** start INFORMATION SUPPLIED **
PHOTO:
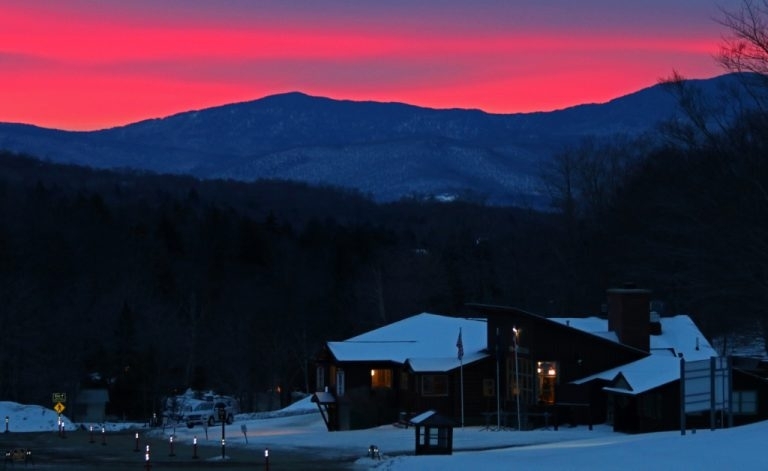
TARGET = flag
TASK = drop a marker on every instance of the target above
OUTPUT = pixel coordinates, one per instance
(460, 346)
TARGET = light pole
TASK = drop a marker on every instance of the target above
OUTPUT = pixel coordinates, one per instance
(516, 331)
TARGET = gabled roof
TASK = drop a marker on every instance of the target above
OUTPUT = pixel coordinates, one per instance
(427, 342)
(679, 335)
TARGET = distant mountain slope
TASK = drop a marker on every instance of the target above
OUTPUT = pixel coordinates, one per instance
(388, 150)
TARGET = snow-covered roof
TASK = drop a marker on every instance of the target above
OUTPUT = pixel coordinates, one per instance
(679, 335)
(426, 341)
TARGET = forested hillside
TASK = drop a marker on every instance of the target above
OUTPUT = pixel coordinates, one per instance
(160, 282)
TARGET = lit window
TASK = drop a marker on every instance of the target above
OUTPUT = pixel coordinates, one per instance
(381, 378)
(434, 385)
(546, 372)
(320, 378)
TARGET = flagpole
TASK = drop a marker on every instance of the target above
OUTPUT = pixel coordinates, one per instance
(460, 354)
(461, 374)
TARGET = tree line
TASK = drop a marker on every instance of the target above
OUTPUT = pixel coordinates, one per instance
(149, 284)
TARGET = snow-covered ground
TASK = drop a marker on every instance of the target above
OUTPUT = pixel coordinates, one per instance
(300, 427)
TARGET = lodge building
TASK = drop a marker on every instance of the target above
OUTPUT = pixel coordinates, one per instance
(517, 369)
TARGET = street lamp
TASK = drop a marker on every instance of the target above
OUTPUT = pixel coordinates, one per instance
(516, 338)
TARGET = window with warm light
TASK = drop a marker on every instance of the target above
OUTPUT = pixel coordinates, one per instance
(520, 380)
(381, 378)
(546, 372)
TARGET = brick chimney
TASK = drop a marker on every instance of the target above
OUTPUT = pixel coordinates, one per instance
(629, 315)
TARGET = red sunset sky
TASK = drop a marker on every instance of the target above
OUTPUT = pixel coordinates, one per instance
(87, 64)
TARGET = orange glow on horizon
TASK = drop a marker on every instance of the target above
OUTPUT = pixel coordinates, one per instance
(72, 71)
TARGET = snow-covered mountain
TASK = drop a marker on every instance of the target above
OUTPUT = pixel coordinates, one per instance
(387, 150)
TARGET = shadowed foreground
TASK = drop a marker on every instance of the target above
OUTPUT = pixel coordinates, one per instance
(118, 451)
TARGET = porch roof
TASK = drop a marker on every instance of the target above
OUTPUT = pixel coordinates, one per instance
(427, 341)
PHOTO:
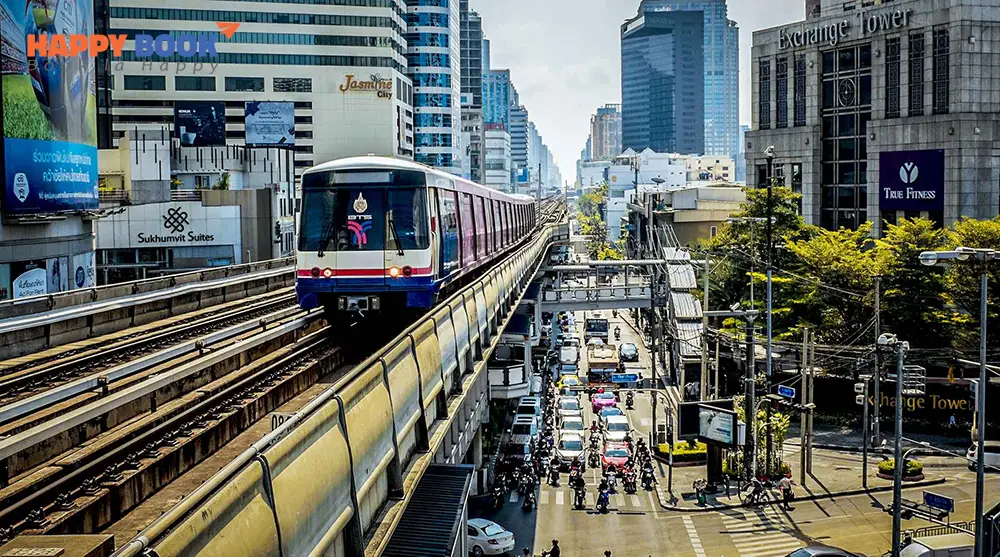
** end INFORMATION SUPPLIED **
◆ **REQUIREMENTS**
Copy the lines above word for word, leaving the pictures out of your answer.

◆ **EXPECTED ANSWER**
PHOTO:
TARGET = flag
TASK = drop a marker on every instance of the target above
OUTPUT = pixel coordinates, one per instance
(460, 346)
TARGET = light pole
TASK = drop a marker on every instance of the target above
OUTPUT = pixel coordinates, one per instance
(516, 331)
TARGET = gabled roof
TASK = drop a marker on every instance of the target above
OUTPUT = pixel coordinates, one per instance
(427, 342)
(679, 335)
TARGET = distant mountain slope
TASK = drop a marker on every instance of the target above
OUTPUT = pixel coordinates, one per instance
(388, 150)
TARGET = snow-covered roof
TASK = drop a marker on every instance of the target above
OUTPUT = pixel coordinates, one per instance
(679, 335)
(426, 341)
TARGET = forested hillside
TASK = drop a marker on every instance of the target above
OUTPUT = pixel coordinates, one per instance
(160, 282)
TARGET = lit window
TASK = drop a marker on every instance of the target above
OUTPUT = pixel coordinates, one per instance
(381, 378)
(434, 385)
(546, 372)
(320, 378)
TARGET = flagpole
TASK = drop a marker on every instance of the target above
OUTPUT = pixel coordinates, one per instance
(460, 354)
(461, 374)
TARGET = tree line
TASK = drop a marker on every instance of the target above
OUTPUT = pixel coordinates, one per instance
(149, 284)
TARGET = snow-covered ground
TASK = drop a marker on every instance of the target above
OUTPUT = pixel coordinates, one per instance
(300, 427)
TARGET = lodge building
TASK = drop a marker on every instance of the target above
OUTPUT = pixel coordinates, one per instance
(517, 369)
TARGET = street lamp
TASK = drop a marker on every instance of the target above
OUTPUT = pixel coordinates, one per instance
(516, 338)
TARGET = window with warm light
TASK = drop a marker on every instance of the target above
OUTPUT = pixel coordinates, one per instance
(520, 380)
(381, 378)
(546, 372)
TARGET = brick chimney
TASK = drop a marker on every instance of the target above
OUTPUT = pixel coordinates, one per instance
(629, 315)
TARGET = red sunset sky
TASK = drop a marker on every instance of the target above
OUTPUT = pixel coordinates, one per instance
(87, 64)
TARGET = orange glow on horizon
TASK = drop a marker on every instance of the target above
OUTPUT = pixel coordinates, one per instance
(72, 71)
TARGET = snow-covered mountain
TASK = drop a marker on every instance of the target above
OUTPUT = pixel coordinates, one per instance
(387, 150)
TARGET = shadowed foreground
TASK = drop a marker on every instance of the target above
OUTPUT = pixel coordinates, one per instance
(118, 451)
TARGET = porch roof
TASK = drop a marker on every instance of the target above
OUTPUT = pixel coordinates, one per instance
(427, 341)
PHOTO:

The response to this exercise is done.